> _The problem_
Return the lines below word for word, leaving out the pictures.

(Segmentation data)
+ + + + + + +

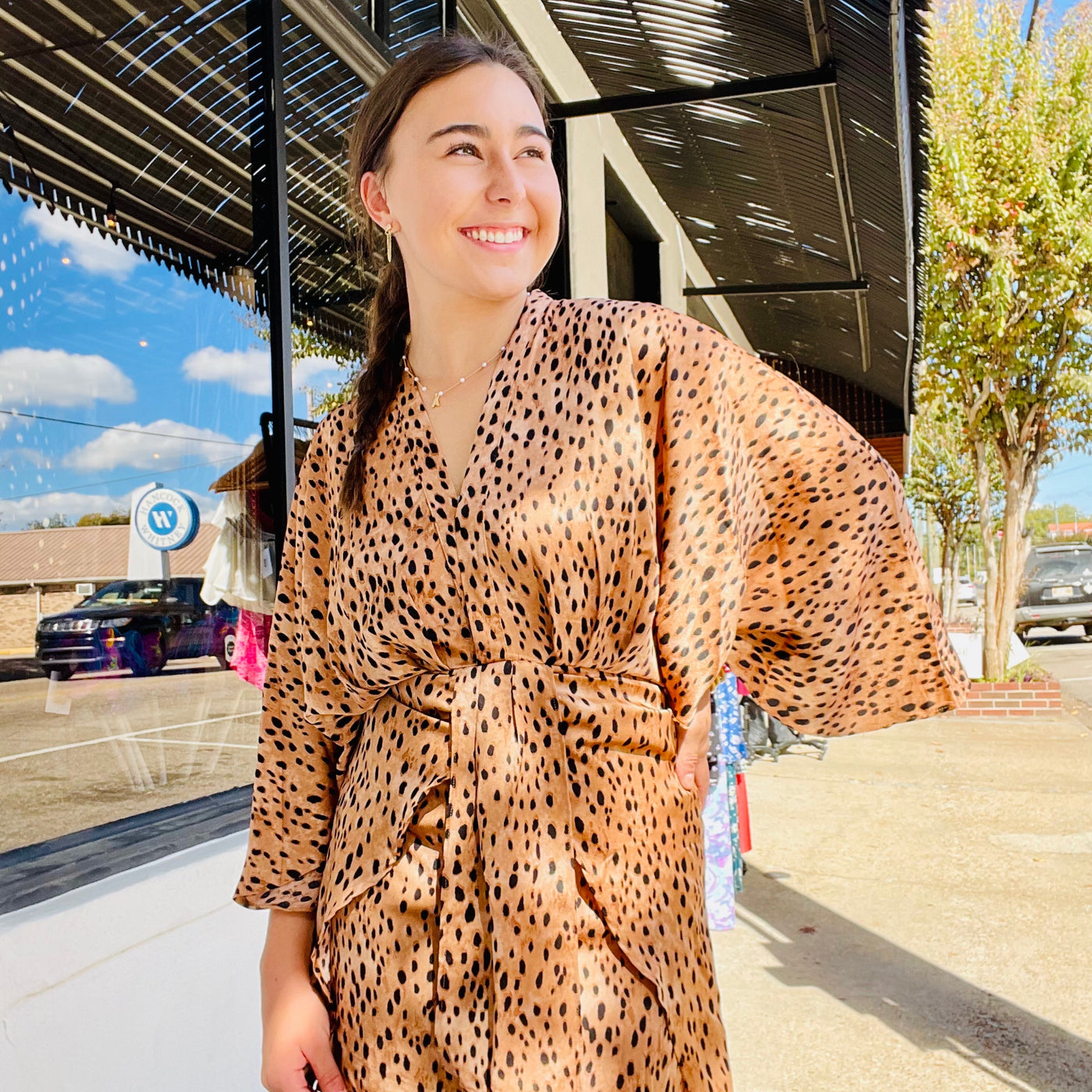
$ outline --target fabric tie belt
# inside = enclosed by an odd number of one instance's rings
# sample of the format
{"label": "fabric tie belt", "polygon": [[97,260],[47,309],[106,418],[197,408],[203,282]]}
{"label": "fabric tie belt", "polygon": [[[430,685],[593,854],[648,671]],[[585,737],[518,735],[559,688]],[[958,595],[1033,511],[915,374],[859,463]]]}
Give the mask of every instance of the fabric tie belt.
{"label": "fabric tie belt", "polygon": [[[579,1085],[580,895],[569,725],[558,689],[574,695],[594,678],[500,660],[425,673],[394,688],[405,701],[424,685],[434,710],[437,697],[442,704],[450,698],[435,1025],[465,1089]],[[620,686],[610,688],[616,702],[626,700],[627,685],[658,696],[646,680],[612,678]]]}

+ + + + + + +

> _Written response_
$ outline --target fabric tie belt
# inside = enclosed by an odd number of one instance's rings
# sample of the format
{"label": "fabric tie belt", "polygon": [[97,260],[47,309],[106,418],[197,408],[203,282]]}
{"label": "fabric tie belt", "polygon": [[[430,685],[593,854],[648,671]],[[585,737],[518,735],[559,688]],[[958,595],[1033,511],[915,374],[859,463]]]}
Give the mask of every instance of the fabric tie belt.
{"label": "fabric tie belt", "polygon": [[[579,1085],[580,895],[569,725],[558,689],[574,695],[594,678],[500,660],[425,673],[394,688],[405,701],[424,685],[434,710],[437,697],[442,704],[450,698],[435,1025],[465,1089]],[[620,686],[610,688],[616,702],[626,700],[627,685],[658,696],[646,680],[612,678]]]}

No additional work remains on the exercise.